Dataset excerpts on object pointing
____

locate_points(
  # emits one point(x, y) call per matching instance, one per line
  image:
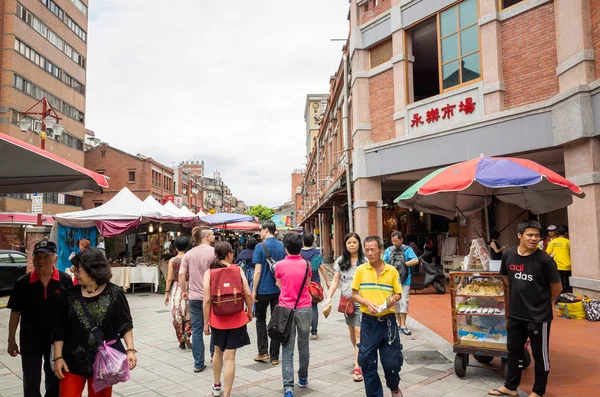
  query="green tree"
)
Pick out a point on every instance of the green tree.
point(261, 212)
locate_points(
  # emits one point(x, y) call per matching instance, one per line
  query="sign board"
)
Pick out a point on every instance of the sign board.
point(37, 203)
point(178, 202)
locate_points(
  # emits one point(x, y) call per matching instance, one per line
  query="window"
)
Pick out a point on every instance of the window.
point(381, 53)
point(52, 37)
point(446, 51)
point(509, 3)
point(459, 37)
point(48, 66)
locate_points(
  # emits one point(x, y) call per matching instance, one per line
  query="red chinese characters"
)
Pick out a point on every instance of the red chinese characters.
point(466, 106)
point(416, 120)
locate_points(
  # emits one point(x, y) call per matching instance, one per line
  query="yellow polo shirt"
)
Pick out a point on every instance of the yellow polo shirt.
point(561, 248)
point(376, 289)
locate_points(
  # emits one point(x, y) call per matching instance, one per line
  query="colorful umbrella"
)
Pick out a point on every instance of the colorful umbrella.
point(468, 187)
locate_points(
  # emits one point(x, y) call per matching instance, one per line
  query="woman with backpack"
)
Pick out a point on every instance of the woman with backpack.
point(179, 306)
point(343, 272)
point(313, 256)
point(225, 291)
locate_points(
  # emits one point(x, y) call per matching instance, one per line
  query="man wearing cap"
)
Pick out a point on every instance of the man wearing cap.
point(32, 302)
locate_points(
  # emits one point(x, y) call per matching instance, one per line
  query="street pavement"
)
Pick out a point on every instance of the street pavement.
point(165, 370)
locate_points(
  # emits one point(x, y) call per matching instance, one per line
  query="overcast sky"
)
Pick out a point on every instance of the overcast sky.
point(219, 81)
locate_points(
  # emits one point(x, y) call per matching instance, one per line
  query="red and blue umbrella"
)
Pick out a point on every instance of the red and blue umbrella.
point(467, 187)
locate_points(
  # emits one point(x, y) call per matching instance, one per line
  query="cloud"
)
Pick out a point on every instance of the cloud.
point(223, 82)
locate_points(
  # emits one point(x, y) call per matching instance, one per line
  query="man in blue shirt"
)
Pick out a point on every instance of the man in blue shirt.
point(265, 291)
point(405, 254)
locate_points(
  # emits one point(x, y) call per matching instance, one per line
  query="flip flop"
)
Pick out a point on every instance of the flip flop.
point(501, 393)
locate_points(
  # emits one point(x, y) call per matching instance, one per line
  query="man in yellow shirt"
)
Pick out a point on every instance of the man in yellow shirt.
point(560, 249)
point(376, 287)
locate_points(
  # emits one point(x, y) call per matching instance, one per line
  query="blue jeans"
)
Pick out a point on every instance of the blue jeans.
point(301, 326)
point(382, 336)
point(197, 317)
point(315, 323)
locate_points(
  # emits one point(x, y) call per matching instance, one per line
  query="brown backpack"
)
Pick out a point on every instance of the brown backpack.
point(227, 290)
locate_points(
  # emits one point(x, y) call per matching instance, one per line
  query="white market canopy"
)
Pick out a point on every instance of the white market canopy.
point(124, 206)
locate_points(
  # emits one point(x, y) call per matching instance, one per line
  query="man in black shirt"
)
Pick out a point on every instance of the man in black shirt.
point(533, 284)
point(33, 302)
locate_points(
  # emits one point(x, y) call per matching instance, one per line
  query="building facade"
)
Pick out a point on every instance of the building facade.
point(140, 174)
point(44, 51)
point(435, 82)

____

→ **Work required**
Repeat the material above word for word, please, apart from its images.

→ **In response**
locate_points(
  # emits one point(x, y) call per matching instance, one per line
  image:
  query="green tree"
)
Pick out a point on every instance of the green tree.
point(261, 212)
locate_points(
  # emits one point(x, y) call per matching instance, one per line
  query="sign board"
)
Pick out a point on every instance of the sign board.
point(37, 203)
point(178, 202)
locate_points(
  # emits one point(x, y) call per matching instance, one per line
  query="window"
)
Pick out a point on every instance of the window.
point(381, 53)
point(52, 37)
point(446, 51)
point(509, 3)
point(459, 37)
point(48, 66)
locate_points(
  # emits one point(x, y) call per matching instance, one per line
  query="red chinese characters"
)
Pick out a point on every instance of the red chinese characters.
point(466, 106)
point(416, 120)
locate_points(
  # emits one point(x, y) call per matching instance, one per line
  query="yellow polo shirt"
)
Pick out a point on every instance of the yellow polo shirt.
point(561, 248)
point(376, 289)
locate_points(
  # emits one point(x, y) call per matching instance, one per line
  query="colorful umbrella"
)
Pick out a point on every instance of the colorful umbrella.
point(468, 187)
locate_points(
  # emits one point(x, y) call per matching instance, one per line
  query="woman with backpack"
)
Pick out a point on every instance of the woman with backpack.
point(179, 306)
point(343, 272)
point(313, 256)
point(225, 291)
locate_points(
  # emits one point(x, y) call per matching instance, one per line
  query="man wearing cap"
)
Pick out a point on every instance of the man wearing cap.
point(32, 302)
locate_points(
  # emits one point(x, y) call per matching instance, one per line
  query="street pavement"
)
Pick out a point on every instance of the street pavement.
point(165, 370)
locate_points(
  # emits one point(x, y) call per matching instance, one per line
  query="overcast sky"
)
Pick out a point on every instance of the overcast sky.
point(219, 81)
locate_points(
  # emits one point(x, y) call per matching instance, one per line
  query="red and blue umbrella"
)
Pick out a point on every instance of the red and blue umbrella.
point(467, 187)
locate_points(
  # emits one point(x, y) call per matching instance, one per line
  query="cloud"
)
Pick out a point on every instance of the cloud.
point(223, 82)
locate_points(
  # emits one point(x, y) call per matching instance, one per line
  query="man in blue shirt"
)
Pick out a point on every instance of the man in blue shirt.
point(265, 291)
point(405, 254)
locate_points(
  # emits one point(x, y) call per matching instance, one per line
  query="flip flop"
)
Pick out a point on every instance of the flip flop.
point(501, 393)
locate_points(
  # emits one point(x, y) call per matching instance, one per line
  query="man in yellow shirt"
)
Pick out a point on every instance of the man in yellow shirt.
point(560, 249)
point(376, 287)
locate_points(
  # emits one point(x, y) call per matching instance, one per line
  query="blue jeans"
)
Pick out a point on every instance of the blue jeans.
point(301, 326)
point(382, 336)
point(197, 317)
point(315, 323)
locate_points(
  # emits one point(x, y) call per matching instance, one per line
  query="brown backpack"
)
Pick out a point on every instance of the brown backpack.
point(227, 290)
locate_points(
  # emits one point(x, y) call per matching instance, one per line
  query="white market canopy"
)
Pick out a point on every instance of the white market canopy.
point(124, 206)
locate_points(
  # emits one point(x, y) call per matching instance, one per line
  query="man in black shirt"
)
Pick out a point on every instance of the man in black shirt.
point(533, 284)
point(33, 302)
locate_points(
  # emits one point(x, y) call per matching instance, one per line
  query="building facade"
)
Pick out a point on every instance of the building facade.
point(140, 174)
point(44, 51)
point(435, 82)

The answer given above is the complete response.